Action item: Locate and copy each line in the data that contains the word "image".

-- Data section follows --

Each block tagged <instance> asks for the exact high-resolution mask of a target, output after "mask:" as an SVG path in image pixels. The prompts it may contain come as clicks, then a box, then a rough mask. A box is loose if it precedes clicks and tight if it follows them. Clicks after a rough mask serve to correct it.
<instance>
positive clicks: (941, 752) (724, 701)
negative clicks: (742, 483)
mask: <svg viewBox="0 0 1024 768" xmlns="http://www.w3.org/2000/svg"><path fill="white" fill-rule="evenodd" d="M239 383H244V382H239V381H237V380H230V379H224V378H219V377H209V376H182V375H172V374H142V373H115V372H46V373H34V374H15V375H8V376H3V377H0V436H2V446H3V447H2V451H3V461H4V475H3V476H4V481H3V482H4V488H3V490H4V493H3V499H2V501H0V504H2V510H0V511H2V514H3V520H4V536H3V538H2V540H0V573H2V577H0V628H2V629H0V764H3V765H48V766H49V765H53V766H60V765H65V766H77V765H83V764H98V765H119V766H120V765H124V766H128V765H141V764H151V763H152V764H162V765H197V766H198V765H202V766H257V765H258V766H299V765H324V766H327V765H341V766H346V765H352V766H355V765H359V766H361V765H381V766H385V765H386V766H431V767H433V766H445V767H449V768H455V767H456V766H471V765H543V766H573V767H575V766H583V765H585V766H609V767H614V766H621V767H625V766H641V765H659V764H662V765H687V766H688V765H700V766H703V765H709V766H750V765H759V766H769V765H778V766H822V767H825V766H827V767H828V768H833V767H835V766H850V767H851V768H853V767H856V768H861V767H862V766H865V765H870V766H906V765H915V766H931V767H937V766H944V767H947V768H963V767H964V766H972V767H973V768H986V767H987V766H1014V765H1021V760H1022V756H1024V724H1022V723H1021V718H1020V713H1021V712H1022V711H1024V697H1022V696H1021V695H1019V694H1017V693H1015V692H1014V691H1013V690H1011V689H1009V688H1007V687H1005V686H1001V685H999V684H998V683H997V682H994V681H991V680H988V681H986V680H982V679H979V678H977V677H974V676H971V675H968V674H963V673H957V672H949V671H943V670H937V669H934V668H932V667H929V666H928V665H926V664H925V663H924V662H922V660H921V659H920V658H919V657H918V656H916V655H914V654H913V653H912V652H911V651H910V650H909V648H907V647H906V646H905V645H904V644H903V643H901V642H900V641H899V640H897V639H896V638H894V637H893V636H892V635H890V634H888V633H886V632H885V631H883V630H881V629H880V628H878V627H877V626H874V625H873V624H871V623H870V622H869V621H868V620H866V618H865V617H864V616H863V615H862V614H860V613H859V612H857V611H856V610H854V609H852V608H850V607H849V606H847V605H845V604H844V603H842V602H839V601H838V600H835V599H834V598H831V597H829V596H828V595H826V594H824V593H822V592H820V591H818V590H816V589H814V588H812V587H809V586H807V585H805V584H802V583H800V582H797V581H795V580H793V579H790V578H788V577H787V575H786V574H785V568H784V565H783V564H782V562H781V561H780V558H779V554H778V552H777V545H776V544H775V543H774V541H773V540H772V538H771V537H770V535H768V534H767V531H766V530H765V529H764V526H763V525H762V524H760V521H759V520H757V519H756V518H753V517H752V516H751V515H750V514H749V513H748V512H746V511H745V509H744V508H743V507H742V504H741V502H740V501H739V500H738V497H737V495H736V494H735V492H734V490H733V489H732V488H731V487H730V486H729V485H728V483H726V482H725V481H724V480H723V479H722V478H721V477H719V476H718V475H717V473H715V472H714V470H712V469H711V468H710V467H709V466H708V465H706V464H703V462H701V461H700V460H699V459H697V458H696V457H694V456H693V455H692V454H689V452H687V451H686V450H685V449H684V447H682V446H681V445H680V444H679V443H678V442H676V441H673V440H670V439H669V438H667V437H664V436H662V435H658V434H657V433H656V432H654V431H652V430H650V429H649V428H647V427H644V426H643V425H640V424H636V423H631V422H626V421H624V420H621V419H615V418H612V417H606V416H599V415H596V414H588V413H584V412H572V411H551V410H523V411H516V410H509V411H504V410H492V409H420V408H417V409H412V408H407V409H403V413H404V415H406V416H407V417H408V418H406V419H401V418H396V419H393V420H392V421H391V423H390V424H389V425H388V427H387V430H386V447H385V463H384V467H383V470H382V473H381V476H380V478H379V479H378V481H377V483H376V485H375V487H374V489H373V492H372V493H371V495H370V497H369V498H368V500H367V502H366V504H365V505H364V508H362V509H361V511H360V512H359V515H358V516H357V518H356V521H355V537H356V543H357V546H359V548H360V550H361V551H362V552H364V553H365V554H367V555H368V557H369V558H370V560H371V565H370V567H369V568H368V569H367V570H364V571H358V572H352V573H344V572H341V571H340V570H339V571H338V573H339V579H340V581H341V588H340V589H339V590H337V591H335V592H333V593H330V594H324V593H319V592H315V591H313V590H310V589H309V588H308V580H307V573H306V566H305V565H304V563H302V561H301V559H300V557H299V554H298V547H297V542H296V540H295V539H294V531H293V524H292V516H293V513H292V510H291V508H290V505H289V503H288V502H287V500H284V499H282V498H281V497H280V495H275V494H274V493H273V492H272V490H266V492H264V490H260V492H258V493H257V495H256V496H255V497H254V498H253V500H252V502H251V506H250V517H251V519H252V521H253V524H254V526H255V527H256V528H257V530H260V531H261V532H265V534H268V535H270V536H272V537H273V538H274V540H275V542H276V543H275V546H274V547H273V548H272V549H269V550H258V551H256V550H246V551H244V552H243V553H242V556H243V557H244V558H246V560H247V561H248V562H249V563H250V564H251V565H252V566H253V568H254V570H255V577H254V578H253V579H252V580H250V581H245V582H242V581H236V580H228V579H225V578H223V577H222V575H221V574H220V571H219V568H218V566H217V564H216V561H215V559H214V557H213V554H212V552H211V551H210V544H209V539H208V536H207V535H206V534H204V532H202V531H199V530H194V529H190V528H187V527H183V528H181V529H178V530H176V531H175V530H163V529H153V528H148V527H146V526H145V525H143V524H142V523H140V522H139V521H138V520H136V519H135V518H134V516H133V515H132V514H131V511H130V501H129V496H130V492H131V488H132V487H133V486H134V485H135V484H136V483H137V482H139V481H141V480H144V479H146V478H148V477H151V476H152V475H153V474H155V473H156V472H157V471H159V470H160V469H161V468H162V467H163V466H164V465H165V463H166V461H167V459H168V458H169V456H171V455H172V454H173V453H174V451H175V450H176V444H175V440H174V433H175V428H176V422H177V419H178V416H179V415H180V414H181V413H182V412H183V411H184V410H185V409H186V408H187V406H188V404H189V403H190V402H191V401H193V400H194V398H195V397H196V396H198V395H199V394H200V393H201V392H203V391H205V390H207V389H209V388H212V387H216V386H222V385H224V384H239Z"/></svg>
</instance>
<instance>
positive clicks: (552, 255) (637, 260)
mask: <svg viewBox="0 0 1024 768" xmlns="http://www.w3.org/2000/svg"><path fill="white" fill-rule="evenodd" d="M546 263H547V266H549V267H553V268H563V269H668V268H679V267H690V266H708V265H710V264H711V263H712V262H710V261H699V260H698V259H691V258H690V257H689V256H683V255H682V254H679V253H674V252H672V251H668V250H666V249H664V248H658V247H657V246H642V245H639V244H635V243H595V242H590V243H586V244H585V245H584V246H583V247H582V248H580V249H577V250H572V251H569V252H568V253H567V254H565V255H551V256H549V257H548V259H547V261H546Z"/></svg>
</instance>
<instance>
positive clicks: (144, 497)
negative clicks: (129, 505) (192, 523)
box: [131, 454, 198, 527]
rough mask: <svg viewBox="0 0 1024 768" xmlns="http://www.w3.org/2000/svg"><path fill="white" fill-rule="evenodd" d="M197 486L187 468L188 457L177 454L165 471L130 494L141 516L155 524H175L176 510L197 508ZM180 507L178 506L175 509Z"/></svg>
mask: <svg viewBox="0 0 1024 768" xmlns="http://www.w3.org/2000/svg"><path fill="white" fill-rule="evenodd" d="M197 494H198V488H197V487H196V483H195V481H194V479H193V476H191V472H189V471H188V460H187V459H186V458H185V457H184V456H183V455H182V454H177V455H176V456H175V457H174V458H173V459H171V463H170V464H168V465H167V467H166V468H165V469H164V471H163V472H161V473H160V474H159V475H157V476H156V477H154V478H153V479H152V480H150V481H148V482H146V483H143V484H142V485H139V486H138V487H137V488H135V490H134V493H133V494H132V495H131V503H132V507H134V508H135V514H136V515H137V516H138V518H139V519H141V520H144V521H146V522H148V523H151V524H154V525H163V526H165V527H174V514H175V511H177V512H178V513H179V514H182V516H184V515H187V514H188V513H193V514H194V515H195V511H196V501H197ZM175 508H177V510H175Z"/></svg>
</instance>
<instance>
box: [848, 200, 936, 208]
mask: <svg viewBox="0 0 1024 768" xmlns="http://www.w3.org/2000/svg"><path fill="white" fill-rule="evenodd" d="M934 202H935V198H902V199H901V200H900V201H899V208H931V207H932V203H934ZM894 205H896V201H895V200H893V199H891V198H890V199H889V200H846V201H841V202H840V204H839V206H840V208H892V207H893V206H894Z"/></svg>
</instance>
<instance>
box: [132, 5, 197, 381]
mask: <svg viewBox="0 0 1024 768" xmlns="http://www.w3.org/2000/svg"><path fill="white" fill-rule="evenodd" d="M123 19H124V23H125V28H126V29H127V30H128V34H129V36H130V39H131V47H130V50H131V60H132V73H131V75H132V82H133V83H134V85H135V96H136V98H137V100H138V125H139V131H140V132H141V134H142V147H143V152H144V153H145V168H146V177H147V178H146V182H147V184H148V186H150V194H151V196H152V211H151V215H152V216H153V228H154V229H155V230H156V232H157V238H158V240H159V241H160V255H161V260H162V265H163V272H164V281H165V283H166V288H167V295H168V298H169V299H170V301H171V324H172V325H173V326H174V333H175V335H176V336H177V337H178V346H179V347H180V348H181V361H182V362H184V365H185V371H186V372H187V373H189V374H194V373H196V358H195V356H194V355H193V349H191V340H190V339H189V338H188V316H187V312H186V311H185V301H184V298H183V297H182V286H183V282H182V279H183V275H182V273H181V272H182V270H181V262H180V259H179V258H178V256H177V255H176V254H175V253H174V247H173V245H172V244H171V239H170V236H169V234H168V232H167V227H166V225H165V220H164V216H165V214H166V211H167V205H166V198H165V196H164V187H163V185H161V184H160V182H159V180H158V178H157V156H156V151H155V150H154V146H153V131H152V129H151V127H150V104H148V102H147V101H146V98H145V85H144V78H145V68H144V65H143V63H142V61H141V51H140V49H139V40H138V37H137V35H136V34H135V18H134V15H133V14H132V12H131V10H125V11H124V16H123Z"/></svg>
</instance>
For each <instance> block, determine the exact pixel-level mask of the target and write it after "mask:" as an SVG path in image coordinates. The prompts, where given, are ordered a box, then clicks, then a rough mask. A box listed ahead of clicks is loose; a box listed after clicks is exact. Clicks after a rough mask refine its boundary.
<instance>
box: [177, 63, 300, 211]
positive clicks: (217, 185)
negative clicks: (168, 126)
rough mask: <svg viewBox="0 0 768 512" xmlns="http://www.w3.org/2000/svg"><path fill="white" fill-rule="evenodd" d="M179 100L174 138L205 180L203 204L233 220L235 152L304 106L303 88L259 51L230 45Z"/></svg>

-- Data section concluded --

Solution to this exercise:
Each block tagged <instance> asks for the exact high-resolution mask of a target, output after "mask:" as an SVG path in image pixels. The prompts it may contain come as clicks, then a box, then a rough mask. A box is loose if it precedes clicks and tight if it follows them. Clicks after a rough mask serve to correct it.
For each <instance> block, determine the exact pixel-level mask of the target and write it after "mask:" as an SVG path in image coordinates. The prompts, where given, are ordered a box, then clicks, then a rough mask. A box listed ahead of clicks is loose; a box listed after clicks is exact. Clicks after a rough mask refine its boundary.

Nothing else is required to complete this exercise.